Problem description = The records should be written out in full, with nothing altered.

------ Records supplied

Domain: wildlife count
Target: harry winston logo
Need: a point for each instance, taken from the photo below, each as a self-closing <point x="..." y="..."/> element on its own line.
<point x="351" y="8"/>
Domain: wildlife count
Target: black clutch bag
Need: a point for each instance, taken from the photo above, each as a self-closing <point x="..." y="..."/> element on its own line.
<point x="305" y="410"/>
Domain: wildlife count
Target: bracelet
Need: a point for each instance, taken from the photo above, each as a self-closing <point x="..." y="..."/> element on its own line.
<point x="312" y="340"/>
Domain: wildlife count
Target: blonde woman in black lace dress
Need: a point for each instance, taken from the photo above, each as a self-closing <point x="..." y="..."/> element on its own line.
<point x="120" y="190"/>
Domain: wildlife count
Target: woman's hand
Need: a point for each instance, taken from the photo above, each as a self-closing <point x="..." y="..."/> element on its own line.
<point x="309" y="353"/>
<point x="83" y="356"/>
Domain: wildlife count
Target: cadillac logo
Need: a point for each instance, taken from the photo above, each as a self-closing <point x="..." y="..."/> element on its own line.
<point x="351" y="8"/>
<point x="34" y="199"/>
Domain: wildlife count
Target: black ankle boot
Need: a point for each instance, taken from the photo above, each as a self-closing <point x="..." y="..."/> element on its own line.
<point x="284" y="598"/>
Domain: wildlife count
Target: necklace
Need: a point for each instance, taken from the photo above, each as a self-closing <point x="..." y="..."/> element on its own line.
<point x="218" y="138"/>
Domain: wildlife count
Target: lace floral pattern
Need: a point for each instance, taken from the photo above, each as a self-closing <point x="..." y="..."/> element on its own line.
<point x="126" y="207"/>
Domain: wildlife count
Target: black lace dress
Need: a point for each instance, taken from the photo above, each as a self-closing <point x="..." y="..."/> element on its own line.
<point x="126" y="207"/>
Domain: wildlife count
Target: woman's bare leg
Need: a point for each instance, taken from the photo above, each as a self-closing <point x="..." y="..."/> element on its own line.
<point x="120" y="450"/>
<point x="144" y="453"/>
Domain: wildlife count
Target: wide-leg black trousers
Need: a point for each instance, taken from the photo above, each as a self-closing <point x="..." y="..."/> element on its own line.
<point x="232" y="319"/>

------------

Full response =
Domain: wildlife count
Target: harry winston logo
Need: a point for each instance, taken from the photo below, each as a self-closing <point x="..." y="..."/> element on its own line.
<point x="351" y="8"/>
Domain: wildlife count
Target: black clutch bag
Need: a point for each instance, taken from the photo above, each as a self-closing <point x="..." y="..."/> element on its own line.
<point x="305" y="410"/>
Domain: wildlife count
Target: bracelet
Need: a point for each instance, taken from the photo above, each as a self-closing <point x="..." y="..."/> element on its own line.
<point x="312" y="340"/>
Domain: wildlife count
Target: blonde woman in black lace dress
Need: a point for each instance, taken from the photo above, each as a self-closing <point x="..." y="..."/> element on its own line.
<point x="120" y="190"/>
Domain: wildlife count
Target: woman's hand
Need: a point for each instance, taken from the photo above, each as a self-closing <point x="..." y="..."/> element on its own line.
<point x="309" y="353"/>
<point x="83" y="356"/>
Domain: wildlife count
Target: cadillac logo
Need: a point for each instance, taken from the photo above, each as a self-closing <point x="..." y="..."/> element on its own line.
<point x="351" y="8"/>
<point x="34" y="199"/>
Domain: wildlife count
Target: black ankle boot
Need: a point for each instance, taken from the photo above, each as a self-closing <point x="..." y="..."/> element on its own line.
<point x="284" y="598"/>
Domain: wildlife count
Target: necklace
Need: a point for each instance, taken from the photo above, each as a self-closing <point x="..." y="..."/> element on its own line.
<point x="218" y="138"/>
Domain: wildlife count
Target: lace floral pattern
Need: a point for each instance, taken from the photo above, each as a self-closing <point x="..." y="..."/> element on its own line.
<point x="126" y="207"/>
Domain: wildlife count
Target: black lace dress
Need: a point for each instance, taken from the photo above, each as a self-closing <point x="..." y="..."/> element on its own line.
<point x="126" y="207"/>
Domain: wildlife count
Target: woman's bare leg
Need: a point for each instance, taken from the photo above, each as a self-closing <point x="..." y="..."/> element on its own line.
<point x="120" y="450"/>
<point x="144" y="453"/>
Domain: wildlife count
Target: wide-leg black trousers
Need: a point for each instance, taken from the photo above, each as a self-closing <point x="..." y="..."/> element on its own line.
<point x="232" y="319"/>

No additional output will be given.